PROVIDED TEXT:

------------------------

A true trekking shoe at a great value. Out of all the “light hiking” boots in the test, the Amica is the most at home on more aggressive, technical terrain and longer hikes. As a backpacking shoe, it excels—and with noticeably more comfort than similarly stout options. It’s too stiff and serious for mellow ambles, though, and despite the mesh in the upper, the boots quickly got steamy inside.

FULL REVIEW

I was impressed with the technical features of the Amica, given how Garmont positions it as a “light hiker.” Although it is not marketed as a backpacking shoe, I think for most women, the Amica is perfectly adequate for long trips with moderate pack-weight in wet and dry weather. It’s also great value for only $140. (Be aware that this may not be the best shoe for light on-trail hikes due to the heavier construction.)

------------------------

RECORDS FOR THIS TASK:
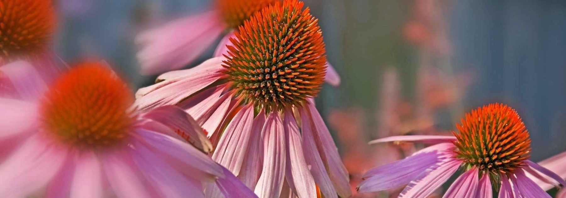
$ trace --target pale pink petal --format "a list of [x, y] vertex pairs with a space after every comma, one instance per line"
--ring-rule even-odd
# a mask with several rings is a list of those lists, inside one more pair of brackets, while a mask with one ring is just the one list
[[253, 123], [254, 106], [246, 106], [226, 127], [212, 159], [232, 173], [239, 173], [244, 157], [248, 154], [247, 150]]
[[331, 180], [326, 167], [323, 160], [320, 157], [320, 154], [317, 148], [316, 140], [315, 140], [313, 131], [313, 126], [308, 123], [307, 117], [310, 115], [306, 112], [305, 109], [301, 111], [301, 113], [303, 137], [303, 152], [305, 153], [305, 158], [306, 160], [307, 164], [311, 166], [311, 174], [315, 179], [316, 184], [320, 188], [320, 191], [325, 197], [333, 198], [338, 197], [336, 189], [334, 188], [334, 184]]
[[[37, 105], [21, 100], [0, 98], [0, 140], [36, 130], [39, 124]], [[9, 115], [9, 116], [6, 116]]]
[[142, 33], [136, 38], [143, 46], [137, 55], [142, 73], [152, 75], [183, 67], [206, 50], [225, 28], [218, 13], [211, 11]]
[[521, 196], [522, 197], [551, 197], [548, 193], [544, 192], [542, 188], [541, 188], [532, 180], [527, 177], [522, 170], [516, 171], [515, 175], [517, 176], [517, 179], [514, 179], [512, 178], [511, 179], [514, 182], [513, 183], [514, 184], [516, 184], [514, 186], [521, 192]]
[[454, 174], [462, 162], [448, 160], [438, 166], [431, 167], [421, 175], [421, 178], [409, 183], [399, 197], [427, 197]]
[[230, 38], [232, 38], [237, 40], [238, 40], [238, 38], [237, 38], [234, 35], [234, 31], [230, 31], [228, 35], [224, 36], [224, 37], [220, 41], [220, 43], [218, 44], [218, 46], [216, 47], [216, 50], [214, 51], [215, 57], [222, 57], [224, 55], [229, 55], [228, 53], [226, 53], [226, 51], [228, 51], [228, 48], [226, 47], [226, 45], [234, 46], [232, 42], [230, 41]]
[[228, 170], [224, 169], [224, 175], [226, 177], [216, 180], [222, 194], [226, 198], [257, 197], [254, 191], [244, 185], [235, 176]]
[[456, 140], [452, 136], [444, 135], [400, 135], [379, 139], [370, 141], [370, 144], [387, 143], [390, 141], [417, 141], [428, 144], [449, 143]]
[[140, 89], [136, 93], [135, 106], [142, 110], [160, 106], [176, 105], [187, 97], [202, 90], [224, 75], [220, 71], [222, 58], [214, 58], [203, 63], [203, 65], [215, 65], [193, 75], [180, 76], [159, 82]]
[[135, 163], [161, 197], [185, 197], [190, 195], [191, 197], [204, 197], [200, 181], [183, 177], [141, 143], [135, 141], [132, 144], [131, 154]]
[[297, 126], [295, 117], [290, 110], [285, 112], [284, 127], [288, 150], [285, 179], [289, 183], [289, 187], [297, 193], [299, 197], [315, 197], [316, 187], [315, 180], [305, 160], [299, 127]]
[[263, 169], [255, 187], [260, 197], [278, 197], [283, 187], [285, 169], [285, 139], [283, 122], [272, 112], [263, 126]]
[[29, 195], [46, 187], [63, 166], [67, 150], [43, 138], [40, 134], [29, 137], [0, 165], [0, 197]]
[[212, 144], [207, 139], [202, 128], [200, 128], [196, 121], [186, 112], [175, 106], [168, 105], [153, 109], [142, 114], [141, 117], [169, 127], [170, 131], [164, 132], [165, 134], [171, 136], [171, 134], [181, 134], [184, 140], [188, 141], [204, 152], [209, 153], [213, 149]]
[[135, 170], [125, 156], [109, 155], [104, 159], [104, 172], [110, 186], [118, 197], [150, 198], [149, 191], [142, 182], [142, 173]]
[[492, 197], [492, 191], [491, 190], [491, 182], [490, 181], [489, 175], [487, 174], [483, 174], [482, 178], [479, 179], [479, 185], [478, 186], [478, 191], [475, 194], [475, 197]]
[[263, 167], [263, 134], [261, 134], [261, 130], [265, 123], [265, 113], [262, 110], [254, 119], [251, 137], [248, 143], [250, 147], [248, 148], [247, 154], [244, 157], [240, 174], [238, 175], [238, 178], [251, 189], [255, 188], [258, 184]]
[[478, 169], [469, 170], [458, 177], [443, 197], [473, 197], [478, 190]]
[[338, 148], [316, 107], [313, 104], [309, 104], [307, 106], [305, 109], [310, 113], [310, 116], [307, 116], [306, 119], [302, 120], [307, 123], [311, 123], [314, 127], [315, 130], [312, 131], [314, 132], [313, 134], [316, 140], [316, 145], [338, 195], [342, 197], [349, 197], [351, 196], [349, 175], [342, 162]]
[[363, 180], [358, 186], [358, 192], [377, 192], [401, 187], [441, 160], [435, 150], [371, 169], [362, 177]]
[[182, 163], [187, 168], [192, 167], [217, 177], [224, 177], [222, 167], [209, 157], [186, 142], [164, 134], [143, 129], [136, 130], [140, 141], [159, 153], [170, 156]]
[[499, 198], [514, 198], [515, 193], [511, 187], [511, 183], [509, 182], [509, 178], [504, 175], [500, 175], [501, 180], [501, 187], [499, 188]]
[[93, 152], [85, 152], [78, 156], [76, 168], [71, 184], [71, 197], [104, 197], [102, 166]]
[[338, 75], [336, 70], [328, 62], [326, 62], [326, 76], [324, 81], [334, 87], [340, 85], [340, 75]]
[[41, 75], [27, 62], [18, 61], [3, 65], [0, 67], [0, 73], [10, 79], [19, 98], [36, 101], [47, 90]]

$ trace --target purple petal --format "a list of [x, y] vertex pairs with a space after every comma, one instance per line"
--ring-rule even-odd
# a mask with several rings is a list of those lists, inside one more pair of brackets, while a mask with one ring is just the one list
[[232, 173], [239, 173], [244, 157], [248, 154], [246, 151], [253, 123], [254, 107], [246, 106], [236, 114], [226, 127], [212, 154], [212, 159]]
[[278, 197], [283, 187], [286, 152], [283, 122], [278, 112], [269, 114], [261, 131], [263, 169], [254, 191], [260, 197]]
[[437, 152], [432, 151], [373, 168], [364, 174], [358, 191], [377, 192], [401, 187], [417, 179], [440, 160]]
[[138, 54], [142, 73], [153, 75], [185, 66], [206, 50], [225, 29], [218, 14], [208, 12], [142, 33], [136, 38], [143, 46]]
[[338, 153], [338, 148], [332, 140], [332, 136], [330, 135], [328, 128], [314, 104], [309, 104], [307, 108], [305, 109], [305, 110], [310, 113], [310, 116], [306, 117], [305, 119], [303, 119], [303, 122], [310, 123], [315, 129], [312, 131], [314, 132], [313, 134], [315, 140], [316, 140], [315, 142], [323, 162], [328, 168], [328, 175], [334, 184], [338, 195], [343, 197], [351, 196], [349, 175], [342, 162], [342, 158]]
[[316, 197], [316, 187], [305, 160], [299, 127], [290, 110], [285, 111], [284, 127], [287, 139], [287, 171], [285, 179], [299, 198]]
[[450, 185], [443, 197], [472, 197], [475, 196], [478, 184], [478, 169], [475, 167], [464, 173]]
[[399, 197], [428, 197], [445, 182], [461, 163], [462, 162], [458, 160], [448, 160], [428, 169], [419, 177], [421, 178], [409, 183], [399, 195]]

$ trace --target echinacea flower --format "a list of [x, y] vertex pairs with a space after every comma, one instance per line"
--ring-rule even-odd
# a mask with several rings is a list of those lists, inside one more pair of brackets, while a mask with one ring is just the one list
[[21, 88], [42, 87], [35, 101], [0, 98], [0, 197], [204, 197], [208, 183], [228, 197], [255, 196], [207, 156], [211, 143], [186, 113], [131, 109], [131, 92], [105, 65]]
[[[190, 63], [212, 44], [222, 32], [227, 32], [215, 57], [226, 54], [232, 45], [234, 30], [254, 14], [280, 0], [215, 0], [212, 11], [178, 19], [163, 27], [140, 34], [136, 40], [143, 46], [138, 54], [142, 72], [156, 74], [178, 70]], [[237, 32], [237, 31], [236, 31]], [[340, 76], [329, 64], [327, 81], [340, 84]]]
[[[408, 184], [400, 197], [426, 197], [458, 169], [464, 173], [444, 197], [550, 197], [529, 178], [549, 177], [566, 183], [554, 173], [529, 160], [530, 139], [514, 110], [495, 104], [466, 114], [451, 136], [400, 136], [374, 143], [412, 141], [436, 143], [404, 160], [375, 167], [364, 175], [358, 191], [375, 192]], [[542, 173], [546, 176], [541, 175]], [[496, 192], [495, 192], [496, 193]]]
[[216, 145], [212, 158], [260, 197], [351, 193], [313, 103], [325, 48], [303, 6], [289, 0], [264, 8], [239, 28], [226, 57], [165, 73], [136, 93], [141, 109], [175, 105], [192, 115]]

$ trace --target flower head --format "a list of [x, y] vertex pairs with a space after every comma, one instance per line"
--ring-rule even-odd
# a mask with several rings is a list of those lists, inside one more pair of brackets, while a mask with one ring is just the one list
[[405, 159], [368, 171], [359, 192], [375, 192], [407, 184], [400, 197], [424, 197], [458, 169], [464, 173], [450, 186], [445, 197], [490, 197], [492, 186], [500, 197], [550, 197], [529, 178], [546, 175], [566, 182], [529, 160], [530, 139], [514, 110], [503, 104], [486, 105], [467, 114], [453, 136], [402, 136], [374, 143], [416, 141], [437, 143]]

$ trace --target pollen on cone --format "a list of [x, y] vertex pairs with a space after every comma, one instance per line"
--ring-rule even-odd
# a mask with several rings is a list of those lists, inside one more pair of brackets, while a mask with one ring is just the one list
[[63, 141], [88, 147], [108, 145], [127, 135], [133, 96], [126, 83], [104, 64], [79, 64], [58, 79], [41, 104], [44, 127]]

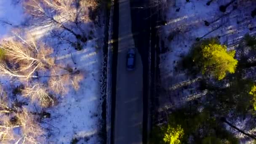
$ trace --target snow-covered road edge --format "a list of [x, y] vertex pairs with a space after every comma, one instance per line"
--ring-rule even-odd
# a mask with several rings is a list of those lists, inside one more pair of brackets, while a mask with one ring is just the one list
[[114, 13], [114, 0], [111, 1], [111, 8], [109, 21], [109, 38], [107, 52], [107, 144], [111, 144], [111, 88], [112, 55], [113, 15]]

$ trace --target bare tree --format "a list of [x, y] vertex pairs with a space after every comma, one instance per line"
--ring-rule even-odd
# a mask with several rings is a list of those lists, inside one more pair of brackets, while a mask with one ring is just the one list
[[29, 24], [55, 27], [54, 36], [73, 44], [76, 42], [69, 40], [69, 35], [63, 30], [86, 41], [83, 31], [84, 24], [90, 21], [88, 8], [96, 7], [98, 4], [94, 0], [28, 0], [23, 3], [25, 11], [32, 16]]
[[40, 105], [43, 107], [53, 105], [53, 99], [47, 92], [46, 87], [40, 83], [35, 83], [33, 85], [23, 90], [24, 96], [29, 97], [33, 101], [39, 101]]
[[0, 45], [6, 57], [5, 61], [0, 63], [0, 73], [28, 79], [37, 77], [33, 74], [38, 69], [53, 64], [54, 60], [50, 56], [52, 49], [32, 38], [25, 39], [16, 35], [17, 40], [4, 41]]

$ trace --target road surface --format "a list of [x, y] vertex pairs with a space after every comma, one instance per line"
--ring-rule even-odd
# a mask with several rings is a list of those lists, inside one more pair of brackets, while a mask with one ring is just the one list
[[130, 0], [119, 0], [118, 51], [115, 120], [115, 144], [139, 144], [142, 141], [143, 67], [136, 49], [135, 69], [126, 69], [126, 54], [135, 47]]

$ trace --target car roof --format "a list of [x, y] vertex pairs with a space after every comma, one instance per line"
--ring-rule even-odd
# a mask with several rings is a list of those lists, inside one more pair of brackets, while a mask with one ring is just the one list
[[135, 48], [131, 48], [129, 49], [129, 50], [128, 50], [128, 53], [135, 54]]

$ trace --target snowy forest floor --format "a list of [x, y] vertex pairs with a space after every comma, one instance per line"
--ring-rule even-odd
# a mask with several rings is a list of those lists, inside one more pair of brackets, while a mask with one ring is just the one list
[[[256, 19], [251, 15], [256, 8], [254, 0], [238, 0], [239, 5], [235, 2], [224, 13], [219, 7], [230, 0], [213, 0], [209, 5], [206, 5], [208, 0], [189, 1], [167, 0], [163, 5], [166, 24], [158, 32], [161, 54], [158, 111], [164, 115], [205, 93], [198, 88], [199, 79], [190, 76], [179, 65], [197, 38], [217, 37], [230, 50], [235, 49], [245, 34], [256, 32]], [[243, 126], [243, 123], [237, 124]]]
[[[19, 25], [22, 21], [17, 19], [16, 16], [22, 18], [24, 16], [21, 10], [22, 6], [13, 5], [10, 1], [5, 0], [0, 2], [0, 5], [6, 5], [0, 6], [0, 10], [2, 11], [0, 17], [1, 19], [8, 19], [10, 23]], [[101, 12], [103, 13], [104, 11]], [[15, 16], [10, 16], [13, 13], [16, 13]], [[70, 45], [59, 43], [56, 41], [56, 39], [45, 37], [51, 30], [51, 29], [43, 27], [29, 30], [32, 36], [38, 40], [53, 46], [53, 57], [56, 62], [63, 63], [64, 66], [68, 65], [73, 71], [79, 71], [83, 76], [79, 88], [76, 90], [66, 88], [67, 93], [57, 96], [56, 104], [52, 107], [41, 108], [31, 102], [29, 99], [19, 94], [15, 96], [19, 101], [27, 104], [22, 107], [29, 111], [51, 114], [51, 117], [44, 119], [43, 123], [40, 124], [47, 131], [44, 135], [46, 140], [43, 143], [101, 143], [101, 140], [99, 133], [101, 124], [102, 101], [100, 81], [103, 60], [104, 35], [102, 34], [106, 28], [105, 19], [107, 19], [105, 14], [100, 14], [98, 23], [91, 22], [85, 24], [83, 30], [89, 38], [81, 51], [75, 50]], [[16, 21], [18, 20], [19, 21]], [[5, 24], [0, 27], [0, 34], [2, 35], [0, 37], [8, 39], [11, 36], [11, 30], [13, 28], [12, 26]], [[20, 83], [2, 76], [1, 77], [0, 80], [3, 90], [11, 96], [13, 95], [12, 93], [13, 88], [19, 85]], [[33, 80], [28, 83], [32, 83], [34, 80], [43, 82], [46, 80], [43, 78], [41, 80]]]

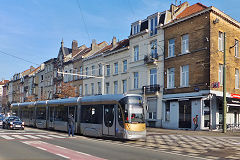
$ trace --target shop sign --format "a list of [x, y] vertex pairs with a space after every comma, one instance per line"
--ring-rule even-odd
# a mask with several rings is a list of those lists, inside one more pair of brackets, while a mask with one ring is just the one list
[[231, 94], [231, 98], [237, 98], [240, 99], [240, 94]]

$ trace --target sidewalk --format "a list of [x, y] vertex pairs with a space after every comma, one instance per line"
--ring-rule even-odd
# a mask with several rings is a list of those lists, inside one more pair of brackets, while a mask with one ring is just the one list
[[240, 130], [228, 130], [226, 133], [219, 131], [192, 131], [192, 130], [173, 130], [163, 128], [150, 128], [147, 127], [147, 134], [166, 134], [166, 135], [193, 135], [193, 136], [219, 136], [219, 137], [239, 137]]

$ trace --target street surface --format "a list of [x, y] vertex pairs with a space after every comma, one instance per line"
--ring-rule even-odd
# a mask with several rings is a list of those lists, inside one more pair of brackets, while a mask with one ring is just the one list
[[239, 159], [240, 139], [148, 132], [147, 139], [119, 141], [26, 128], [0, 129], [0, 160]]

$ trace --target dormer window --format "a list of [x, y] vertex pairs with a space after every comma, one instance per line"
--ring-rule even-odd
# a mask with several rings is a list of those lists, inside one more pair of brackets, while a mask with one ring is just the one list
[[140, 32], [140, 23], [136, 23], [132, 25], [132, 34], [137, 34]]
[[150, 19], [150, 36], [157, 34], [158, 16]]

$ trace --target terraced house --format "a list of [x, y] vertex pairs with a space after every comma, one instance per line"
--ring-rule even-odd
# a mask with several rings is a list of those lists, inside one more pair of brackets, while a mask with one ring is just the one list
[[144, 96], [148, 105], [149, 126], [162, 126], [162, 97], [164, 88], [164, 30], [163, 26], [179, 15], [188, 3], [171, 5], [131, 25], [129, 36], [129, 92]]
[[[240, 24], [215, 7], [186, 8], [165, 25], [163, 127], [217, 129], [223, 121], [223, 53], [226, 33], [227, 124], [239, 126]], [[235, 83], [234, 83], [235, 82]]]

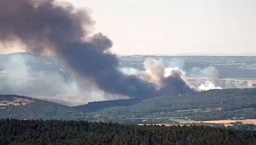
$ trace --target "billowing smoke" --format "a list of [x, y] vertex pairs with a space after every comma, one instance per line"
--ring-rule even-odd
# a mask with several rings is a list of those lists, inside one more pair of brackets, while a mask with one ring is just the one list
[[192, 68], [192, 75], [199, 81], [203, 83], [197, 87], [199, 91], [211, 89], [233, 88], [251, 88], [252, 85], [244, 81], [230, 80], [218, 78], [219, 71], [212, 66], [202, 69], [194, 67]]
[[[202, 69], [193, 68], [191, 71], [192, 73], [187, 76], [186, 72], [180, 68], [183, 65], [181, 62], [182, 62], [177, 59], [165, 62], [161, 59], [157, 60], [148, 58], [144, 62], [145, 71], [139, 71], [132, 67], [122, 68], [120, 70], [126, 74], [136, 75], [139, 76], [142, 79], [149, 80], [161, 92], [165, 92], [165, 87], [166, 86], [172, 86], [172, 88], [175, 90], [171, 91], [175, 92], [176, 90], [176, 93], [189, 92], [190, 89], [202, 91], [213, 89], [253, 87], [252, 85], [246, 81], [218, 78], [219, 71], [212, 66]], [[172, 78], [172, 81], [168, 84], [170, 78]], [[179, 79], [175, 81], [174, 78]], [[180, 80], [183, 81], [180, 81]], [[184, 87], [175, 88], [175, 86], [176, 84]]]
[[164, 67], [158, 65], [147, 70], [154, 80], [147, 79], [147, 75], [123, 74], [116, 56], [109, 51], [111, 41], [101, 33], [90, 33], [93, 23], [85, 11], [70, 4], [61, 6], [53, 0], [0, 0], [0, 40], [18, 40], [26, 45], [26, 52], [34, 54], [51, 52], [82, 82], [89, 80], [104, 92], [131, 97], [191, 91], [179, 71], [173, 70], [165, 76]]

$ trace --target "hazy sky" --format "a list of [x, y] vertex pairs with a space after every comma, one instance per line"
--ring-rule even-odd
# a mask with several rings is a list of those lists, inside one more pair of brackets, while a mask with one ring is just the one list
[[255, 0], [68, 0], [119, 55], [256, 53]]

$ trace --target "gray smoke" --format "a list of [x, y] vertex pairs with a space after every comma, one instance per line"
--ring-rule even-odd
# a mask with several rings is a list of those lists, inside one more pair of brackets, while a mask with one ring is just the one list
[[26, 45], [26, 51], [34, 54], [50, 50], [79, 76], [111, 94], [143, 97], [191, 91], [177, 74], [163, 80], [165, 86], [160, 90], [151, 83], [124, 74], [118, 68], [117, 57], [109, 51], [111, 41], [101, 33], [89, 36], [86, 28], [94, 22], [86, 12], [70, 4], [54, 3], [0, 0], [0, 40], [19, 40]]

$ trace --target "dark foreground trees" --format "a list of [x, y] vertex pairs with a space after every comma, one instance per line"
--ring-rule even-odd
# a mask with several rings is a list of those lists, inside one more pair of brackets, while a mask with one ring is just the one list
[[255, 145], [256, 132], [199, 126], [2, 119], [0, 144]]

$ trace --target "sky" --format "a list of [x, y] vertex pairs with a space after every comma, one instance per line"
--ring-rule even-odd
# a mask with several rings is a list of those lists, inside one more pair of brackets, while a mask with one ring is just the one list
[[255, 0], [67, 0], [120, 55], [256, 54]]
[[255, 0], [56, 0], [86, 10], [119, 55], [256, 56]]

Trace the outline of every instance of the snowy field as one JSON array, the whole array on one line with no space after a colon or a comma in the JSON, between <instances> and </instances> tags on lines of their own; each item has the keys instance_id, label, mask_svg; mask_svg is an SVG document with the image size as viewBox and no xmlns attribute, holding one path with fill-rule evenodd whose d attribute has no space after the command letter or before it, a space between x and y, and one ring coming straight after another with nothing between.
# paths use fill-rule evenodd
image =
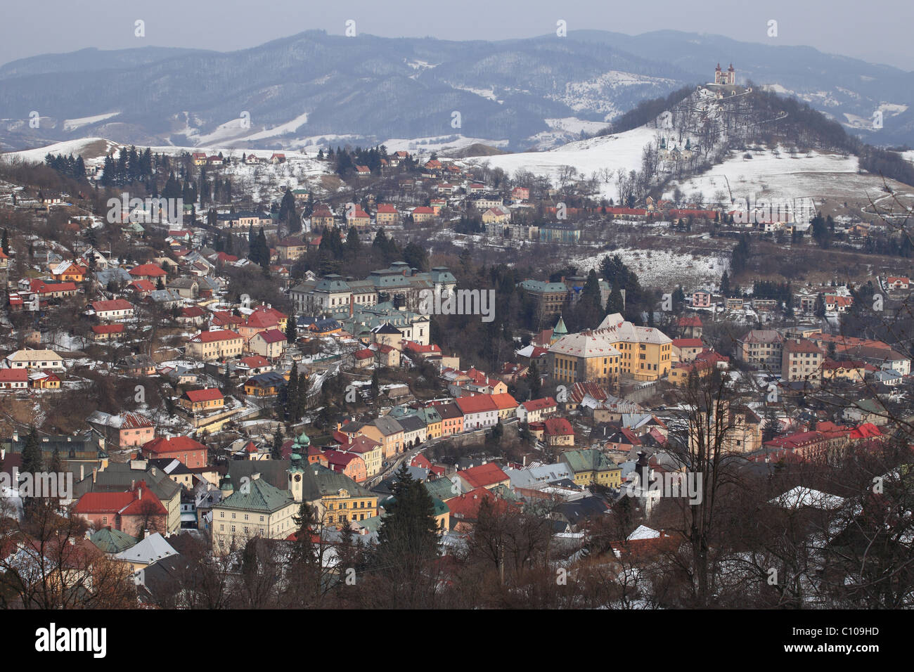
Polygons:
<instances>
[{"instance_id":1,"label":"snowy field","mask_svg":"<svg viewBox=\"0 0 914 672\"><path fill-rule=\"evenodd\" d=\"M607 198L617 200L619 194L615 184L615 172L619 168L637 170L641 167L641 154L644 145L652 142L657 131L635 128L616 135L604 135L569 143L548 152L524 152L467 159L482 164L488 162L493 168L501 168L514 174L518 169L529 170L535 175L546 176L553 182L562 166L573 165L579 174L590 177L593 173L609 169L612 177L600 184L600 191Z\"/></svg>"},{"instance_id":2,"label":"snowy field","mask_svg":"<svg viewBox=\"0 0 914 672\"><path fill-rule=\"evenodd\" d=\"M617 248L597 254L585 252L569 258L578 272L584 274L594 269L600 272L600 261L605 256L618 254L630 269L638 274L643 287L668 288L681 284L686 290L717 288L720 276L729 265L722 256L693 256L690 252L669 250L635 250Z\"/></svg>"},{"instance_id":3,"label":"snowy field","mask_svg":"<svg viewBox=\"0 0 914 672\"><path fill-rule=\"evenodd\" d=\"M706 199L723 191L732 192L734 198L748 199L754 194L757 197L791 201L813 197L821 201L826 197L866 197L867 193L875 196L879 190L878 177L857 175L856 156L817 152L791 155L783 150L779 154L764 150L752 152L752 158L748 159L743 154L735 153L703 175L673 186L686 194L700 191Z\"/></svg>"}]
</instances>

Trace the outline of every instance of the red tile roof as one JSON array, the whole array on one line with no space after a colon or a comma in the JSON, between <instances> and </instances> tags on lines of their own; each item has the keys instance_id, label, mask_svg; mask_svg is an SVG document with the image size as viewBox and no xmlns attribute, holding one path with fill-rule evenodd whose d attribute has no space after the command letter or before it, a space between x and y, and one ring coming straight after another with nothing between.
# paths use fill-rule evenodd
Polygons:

------------------------

CHALLENGES:
A. What price does the shoe review give for the Amica?
B. In the records, from the line with "trace --target street" up to and including the line with "129], [0, 160]]", swap "street surface" for "road surface" and reproduce those lines with nothing else changed.

RESPONSES PER TASK:
A. $140.

B.
$ trace --target road surface --format "a list of [x, y] vertex pairs with a space after every comma, one instance per line"
--ring-rule even-odd
# a mask with several rings is a list of those lists, inside one more pair of brackets, while a mask with one ring is just the one list
[[239, 159], [240, 139], [148, 132], [147, 139], [119, 141], [26, 128], [0, 129], [0, 160]]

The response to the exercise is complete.